(Aim)
Please list every distinct word or phrase in single quotation marks in the bowling-night account below, counting a repeated one only once.
─── Selected text
Recently the Prince’s Trust scheme at our local college approached our Deaf Children’s Society. They explained that they had ‘learners’ aged between 16 and 25 completing a twelve week programme with them. As one component of the course the ‘learners’ needed to participate in ‘bag pack’ at a local supermarket to raise funds for a local charity and then use the money to provide that charity with an event. So they asked; would we be interested? Well we never say no to a good event!
So, one evening we found ourselves in the bowling alley with 10 pre-teen deaf children, some who use speech, some who use sign and some who happily flip between both, waiting to meet up with the 7 ‘learners’ currently working through the Prince’s Trust scheme, and their leader. The people from the PT scheme had just come from a day’s work digging but were full of life and enthusiasm.
To integrate the two camps we split our children across three lanes with some learners on each lane too. To begin with there was still an awkwardness that is both typical and natural when any two groups meet. The learners laughed and joked with each other and our kids signed, spoke and enjoyed the opportunity to socialise together. Our children daunted by the fact that the learners were older, the learners seemingly unsure of how to initiate or join in with our children who were busy talking to each other using voices and hands.
Then one of the learners, from a different lane, came and sat across two of our children’s seats to talk to his mate. As they came back from taking their turn, the boys said to the much older lad ‘you’re sitting on our seats’. He turned back to his conversation ignoring their protest, frustrating the boys at being ignored. Watching this as a mum, my instincts wanted to step in but I knew well enough to watch a bit longer. The boys went round the back of the seats and leaned over between the two lads who were talking, interrupting them and with big cheeky grins said ‘Why are you on our seats?’
The lad turned to me as the supervising adult with a look of shock on his face that our boys, both of them aged 10, had taken him on. He hadn’t expected their challenge and that plus the bowling ball one of the then accidently dropped inches away from his foot soon had him relinquishing the seats! I laughed internally at his expression but managed to reply with calm reply of ‘they will bite back’!
──────
─── Provided information
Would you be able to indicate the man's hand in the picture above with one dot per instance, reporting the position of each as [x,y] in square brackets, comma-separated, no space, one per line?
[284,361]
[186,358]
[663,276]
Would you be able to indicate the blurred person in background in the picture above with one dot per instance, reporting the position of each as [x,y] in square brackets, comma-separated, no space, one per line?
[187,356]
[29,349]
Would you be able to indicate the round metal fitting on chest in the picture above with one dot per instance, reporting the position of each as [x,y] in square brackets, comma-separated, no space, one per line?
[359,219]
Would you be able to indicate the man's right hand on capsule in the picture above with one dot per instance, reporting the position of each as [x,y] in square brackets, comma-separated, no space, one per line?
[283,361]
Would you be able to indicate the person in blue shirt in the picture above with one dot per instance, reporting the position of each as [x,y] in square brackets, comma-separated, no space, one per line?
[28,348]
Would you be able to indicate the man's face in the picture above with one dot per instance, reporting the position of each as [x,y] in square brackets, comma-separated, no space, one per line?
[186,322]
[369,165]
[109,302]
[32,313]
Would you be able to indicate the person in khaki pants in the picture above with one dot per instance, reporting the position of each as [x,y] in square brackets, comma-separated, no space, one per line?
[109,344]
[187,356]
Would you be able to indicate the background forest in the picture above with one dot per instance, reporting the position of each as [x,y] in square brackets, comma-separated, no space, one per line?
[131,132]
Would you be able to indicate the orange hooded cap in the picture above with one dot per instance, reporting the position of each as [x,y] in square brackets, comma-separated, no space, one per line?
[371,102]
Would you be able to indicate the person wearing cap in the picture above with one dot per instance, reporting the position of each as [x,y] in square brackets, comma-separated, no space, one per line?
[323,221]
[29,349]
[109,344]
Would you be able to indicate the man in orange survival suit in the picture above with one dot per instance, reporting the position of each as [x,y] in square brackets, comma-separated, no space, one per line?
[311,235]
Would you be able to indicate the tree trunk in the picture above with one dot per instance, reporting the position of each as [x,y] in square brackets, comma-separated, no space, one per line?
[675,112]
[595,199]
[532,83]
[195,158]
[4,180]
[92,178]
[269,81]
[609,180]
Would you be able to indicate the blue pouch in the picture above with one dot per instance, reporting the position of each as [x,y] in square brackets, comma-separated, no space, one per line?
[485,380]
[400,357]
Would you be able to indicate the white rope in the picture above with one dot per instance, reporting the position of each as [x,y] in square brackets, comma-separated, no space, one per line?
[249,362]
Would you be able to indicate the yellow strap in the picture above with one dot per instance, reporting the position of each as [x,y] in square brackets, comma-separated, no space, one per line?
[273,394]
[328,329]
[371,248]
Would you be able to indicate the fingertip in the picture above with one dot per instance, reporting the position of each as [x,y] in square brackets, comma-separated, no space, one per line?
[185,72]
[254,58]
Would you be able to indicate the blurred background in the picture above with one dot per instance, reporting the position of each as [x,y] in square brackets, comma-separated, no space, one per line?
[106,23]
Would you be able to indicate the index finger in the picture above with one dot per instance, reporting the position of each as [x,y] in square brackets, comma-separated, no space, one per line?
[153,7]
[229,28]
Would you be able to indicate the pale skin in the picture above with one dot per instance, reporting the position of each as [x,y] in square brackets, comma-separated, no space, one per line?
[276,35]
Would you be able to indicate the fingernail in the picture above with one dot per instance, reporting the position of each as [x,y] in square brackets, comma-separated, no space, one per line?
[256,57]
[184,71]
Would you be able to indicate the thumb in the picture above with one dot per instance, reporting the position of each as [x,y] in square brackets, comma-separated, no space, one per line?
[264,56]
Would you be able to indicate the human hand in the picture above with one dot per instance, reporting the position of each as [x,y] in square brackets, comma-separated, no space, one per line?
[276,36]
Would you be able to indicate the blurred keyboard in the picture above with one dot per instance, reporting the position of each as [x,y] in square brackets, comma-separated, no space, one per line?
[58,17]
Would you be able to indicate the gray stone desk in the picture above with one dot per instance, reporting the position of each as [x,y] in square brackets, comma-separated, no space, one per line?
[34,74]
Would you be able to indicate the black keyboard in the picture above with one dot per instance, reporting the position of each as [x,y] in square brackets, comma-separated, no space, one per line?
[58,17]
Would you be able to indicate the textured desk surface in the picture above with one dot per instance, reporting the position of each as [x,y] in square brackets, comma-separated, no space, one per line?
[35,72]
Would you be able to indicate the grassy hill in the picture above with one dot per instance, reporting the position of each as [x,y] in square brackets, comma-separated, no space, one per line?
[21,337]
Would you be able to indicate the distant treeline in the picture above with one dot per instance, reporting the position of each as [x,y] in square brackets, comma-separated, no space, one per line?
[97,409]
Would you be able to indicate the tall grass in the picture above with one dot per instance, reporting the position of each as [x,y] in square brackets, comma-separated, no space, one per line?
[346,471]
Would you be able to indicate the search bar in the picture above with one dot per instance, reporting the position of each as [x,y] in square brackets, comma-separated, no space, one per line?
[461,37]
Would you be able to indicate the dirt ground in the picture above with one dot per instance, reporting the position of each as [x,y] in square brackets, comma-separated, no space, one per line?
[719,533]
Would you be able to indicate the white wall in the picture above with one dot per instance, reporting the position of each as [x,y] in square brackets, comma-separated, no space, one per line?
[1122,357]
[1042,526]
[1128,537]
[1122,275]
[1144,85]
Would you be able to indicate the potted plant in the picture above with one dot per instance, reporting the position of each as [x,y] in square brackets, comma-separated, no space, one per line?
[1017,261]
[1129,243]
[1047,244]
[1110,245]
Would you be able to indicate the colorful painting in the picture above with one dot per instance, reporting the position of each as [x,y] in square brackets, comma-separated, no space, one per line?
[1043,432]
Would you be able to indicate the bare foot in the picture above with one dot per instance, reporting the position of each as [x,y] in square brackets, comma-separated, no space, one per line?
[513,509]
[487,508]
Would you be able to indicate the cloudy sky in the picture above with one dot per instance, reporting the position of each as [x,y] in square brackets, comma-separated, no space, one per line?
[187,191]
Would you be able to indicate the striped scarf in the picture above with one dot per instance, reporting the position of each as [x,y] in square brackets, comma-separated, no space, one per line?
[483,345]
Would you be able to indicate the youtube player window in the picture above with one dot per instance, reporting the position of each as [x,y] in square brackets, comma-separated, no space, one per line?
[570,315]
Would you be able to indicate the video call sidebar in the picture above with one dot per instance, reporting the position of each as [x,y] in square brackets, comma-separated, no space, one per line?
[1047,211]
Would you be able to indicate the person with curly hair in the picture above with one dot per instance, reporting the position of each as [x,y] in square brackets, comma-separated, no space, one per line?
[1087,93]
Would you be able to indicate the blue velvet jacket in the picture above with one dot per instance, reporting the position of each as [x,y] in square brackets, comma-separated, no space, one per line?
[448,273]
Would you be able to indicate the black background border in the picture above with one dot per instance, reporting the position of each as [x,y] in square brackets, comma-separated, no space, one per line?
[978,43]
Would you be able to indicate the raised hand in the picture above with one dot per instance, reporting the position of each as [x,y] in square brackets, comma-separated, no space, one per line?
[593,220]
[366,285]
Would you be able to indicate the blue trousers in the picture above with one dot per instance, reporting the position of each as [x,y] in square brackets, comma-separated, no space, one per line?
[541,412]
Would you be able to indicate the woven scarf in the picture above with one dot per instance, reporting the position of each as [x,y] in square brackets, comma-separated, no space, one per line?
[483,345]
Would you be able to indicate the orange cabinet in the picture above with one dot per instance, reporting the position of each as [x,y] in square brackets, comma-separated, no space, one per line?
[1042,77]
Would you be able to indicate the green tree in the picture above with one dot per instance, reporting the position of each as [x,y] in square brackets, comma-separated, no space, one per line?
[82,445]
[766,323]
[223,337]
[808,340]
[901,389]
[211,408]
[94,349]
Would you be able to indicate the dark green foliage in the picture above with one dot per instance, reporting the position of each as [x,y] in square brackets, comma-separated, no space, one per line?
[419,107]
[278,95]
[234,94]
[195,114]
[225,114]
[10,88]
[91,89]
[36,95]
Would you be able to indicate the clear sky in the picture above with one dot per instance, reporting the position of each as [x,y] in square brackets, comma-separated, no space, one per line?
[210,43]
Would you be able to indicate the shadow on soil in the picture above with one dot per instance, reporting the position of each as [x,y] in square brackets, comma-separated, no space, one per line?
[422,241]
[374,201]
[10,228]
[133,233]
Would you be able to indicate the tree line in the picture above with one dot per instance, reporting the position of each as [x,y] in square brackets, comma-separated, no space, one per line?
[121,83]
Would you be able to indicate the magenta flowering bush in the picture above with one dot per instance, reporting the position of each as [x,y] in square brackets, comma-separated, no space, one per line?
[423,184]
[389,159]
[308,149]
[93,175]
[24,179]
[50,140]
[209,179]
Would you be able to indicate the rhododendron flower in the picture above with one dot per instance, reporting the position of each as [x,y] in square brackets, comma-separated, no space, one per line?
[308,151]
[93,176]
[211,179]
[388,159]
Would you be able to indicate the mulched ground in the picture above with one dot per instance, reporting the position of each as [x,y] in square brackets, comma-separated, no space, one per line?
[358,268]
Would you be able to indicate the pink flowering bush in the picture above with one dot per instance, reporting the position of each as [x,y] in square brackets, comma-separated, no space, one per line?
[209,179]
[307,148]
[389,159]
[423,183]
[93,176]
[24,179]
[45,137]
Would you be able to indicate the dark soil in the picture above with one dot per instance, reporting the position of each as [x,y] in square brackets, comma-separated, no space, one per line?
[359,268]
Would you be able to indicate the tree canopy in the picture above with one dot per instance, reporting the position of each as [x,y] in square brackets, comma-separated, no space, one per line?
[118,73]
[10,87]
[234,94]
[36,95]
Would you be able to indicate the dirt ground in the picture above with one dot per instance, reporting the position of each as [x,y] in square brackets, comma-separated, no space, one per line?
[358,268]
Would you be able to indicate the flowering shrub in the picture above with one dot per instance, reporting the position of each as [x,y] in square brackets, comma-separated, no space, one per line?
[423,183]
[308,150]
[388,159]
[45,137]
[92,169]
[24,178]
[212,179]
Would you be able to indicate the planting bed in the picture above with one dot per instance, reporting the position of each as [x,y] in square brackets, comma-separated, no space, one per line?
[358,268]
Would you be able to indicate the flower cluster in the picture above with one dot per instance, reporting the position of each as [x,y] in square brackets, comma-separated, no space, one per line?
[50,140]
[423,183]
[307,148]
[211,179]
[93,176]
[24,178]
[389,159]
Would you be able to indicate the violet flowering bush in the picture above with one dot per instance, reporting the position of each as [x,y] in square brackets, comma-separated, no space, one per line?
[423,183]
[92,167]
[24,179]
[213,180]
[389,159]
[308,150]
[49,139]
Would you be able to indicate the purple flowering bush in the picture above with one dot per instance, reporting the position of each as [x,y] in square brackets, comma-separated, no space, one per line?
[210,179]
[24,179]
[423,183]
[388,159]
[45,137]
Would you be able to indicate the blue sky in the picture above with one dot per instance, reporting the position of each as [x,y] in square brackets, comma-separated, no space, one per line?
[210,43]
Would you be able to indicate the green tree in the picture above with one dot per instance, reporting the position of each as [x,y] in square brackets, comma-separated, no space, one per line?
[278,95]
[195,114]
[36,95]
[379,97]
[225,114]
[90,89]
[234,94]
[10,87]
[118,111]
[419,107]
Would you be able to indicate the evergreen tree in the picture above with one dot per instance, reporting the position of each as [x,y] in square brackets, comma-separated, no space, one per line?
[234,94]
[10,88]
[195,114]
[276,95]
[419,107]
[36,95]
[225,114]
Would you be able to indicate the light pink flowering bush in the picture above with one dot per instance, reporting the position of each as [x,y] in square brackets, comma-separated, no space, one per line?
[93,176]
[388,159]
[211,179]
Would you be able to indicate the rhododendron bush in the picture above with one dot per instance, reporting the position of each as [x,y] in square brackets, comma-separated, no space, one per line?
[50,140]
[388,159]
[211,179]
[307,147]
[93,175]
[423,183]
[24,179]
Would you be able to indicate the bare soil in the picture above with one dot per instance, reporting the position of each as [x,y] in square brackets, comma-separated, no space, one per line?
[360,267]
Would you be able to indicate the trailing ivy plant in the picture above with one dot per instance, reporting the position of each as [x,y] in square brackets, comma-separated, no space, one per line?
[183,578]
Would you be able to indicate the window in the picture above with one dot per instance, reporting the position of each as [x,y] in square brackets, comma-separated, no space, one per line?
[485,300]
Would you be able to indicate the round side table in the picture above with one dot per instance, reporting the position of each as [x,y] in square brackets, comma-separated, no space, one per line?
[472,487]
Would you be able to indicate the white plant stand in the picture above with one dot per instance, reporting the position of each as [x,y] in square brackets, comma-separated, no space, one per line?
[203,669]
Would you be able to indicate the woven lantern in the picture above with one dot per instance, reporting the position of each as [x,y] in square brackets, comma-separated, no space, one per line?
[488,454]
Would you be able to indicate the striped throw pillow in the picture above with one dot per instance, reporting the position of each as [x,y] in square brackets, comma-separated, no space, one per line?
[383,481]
──────
(Full output)
- 'learners'
- 'bag pack'
- 'you're sitting on our seats'
- 'Why are you on our seats?'
- 'they will bite back'